▸ Dataset content:
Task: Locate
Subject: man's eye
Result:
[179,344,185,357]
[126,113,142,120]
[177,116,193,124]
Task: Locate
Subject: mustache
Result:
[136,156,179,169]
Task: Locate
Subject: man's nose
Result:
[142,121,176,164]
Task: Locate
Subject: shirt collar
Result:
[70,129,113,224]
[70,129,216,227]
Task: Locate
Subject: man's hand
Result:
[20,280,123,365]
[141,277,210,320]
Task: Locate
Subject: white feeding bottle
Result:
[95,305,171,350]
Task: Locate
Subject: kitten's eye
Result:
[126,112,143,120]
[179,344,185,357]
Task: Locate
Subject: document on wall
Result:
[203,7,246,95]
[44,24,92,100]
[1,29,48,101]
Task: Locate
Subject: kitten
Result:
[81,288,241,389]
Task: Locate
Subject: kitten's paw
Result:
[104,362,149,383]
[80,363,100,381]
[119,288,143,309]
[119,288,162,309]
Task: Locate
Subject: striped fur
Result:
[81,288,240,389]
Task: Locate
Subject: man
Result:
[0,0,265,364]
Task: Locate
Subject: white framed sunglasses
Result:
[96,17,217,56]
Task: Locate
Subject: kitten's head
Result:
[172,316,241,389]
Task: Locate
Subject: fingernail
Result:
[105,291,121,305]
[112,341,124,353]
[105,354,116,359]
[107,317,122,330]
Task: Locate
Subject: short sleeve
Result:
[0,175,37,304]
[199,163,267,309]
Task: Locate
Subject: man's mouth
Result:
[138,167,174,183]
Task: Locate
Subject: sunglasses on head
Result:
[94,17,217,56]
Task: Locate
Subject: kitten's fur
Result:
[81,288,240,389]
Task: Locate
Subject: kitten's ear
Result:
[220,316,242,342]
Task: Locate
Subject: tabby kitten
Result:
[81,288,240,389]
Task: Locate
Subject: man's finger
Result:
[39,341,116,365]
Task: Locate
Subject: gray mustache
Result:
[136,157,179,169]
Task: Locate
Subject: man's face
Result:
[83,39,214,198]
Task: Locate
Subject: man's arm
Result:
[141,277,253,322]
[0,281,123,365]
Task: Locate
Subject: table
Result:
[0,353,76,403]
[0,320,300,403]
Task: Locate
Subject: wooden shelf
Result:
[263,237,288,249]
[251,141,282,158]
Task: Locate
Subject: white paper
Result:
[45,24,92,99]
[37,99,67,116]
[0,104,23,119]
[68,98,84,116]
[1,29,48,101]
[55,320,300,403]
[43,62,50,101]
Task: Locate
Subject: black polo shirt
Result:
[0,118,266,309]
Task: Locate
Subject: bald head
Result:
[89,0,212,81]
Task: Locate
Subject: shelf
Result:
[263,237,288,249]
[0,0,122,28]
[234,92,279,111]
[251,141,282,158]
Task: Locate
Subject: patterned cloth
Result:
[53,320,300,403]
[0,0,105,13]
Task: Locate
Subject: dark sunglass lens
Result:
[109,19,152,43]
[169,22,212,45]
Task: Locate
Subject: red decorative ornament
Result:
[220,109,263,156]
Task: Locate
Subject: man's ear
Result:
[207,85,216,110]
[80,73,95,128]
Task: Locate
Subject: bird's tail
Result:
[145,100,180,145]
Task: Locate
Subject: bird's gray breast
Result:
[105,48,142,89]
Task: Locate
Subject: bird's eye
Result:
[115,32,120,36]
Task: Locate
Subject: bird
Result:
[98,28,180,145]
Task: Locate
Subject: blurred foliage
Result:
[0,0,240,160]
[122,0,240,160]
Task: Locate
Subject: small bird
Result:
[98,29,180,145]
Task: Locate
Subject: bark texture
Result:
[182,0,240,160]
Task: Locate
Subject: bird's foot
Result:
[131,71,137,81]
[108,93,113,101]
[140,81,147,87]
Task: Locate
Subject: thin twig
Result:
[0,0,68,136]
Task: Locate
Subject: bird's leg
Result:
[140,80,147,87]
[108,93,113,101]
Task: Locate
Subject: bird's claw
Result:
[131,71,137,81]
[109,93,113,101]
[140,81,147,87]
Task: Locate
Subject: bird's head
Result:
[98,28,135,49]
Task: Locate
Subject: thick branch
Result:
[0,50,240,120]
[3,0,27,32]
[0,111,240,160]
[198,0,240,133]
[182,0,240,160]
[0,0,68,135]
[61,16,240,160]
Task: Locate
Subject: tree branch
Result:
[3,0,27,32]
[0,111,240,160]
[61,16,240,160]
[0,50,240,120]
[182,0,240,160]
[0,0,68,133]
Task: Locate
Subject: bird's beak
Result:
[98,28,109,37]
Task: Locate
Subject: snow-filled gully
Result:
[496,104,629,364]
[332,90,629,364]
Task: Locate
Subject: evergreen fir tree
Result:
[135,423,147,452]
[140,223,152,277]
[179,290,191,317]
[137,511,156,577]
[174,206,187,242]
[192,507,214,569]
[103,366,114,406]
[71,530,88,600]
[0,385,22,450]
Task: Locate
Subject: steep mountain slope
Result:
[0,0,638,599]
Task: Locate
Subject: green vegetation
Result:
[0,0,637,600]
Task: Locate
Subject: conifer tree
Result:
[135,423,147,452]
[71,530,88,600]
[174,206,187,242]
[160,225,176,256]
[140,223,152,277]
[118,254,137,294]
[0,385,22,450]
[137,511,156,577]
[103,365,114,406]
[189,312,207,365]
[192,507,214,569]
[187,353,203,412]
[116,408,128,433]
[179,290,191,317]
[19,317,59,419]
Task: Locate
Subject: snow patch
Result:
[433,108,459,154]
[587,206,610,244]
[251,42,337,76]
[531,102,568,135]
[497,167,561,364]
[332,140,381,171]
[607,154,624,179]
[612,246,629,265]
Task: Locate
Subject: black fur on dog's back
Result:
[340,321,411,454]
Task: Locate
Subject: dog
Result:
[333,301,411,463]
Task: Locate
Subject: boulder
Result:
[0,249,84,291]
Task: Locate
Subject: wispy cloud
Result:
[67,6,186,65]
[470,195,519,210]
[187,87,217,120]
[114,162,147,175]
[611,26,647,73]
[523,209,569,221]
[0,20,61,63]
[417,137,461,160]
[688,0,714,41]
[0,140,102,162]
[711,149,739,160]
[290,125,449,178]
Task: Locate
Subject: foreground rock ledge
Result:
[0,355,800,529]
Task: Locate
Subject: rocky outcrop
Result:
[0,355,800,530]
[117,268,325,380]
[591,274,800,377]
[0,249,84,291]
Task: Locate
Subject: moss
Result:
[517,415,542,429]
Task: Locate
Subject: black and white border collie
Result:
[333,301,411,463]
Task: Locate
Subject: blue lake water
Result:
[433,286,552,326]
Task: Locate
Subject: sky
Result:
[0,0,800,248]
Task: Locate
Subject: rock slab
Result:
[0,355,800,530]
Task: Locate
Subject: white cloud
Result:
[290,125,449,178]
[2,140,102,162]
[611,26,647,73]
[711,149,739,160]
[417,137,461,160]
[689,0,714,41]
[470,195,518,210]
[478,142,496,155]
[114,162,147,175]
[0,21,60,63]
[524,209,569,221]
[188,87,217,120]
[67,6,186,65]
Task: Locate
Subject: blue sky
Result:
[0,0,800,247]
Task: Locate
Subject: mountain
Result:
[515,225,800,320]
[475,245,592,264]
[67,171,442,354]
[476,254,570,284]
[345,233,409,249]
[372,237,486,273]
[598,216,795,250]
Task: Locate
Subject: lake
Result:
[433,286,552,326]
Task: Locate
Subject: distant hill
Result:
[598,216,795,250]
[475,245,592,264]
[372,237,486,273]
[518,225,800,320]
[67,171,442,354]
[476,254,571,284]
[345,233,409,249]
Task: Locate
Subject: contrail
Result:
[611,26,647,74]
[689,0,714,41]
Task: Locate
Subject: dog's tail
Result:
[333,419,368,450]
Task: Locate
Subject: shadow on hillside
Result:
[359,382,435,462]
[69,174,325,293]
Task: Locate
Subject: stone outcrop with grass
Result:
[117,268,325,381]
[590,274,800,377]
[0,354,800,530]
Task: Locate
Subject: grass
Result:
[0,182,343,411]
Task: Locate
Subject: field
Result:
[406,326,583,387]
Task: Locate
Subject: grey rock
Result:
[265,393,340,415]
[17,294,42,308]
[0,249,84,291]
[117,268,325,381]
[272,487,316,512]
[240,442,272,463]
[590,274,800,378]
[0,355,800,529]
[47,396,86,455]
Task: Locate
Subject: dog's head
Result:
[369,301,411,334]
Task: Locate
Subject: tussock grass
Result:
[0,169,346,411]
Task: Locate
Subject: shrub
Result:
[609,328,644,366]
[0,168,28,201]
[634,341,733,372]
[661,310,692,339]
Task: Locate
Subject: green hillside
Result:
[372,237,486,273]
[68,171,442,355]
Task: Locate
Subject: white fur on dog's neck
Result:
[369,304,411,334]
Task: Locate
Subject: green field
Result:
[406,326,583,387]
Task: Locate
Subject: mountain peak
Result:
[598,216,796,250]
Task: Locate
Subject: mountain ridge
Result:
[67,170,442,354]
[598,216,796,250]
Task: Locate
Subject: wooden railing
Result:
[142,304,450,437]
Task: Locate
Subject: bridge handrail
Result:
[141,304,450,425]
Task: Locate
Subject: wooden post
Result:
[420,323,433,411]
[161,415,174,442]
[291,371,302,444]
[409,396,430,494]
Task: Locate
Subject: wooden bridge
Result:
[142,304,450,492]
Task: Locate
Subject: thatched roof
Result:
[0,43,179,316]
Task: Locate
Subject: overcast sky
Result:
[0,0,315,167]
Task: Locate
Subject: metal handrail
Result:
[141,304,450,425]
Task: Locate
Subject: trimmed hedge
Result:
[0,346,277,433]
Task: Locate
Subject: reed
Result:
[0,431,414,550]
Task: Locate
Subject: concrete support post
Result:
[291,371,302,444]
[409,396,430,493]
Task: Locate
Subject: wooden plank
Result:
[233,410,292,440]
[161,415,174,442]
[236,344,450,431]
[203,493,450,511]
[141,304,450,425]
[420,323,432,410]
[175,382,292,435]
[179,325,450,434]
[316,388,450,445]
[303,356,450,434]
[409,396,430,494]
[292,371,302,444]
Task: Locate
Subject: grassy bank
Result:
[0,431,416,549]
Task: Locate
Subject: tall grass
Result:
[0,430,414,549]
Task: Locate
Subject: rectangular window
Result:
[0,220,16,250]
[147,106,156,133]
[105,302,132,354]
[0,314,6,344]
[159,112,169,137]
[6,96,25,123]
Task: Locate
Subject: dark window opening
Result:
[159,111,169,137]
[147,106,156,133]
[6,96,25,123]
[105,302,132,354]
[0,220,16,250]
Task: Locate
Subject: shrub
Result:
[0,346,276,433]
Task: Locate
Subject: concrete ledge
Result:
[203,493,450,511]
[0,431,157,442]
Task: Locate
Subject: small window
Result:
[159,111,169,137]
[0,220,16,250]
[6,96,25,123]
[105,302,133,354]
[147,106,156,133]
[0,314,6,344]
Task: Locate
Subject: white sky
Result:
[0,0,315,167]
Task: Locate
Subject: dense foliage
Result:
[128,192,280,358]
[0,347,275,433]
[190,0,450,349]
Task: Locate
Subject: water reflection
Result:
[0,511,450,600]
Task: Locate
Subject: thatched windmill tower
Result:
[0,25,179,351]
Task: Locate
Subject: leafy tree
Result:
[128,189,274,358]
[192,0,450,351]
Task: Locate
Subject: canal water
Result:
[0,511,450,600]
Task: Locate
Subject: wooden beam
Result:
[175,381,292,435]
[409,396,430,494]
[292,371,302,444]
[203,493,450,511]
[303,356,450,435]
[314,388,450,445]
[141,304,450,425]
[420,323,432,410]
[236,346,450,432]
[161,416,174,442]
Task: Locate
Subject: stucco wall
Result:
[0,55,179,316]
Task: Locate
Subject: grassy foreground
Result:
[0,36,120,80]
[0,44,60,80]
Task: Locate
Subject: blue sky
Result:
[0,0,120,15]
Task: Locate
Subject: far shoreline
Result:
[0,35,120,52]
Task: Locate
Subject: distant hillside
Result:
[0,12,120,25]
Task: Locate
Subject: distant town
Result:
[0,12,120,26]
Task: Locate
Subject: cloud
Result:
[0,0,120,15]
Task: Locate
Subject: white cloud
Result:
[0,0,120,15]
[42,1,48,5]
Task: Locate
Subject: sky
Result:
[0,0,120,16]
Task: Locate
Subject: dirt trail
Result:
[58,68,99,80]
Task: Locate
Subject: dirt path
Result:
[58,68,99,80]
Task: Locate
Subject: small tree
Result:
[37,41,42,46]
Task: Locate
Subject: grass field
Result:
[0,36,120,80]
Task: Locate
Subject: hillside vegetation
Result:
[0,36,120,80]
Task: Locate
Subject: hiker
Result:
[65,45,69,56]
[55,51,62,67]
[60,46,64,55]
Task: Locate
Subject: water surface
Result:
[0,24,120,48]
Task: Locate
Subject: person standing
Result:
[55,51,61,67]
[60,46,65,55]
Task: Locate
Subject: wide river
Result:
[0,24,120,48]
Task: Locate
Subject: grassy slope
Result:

▸ What is needed:
Pull out every line of the material that contains the string "foliage" and copy each one. Matching is case-sensitive.

▸ Solution below:
Subject: blurred foliage
Subject: dense foliage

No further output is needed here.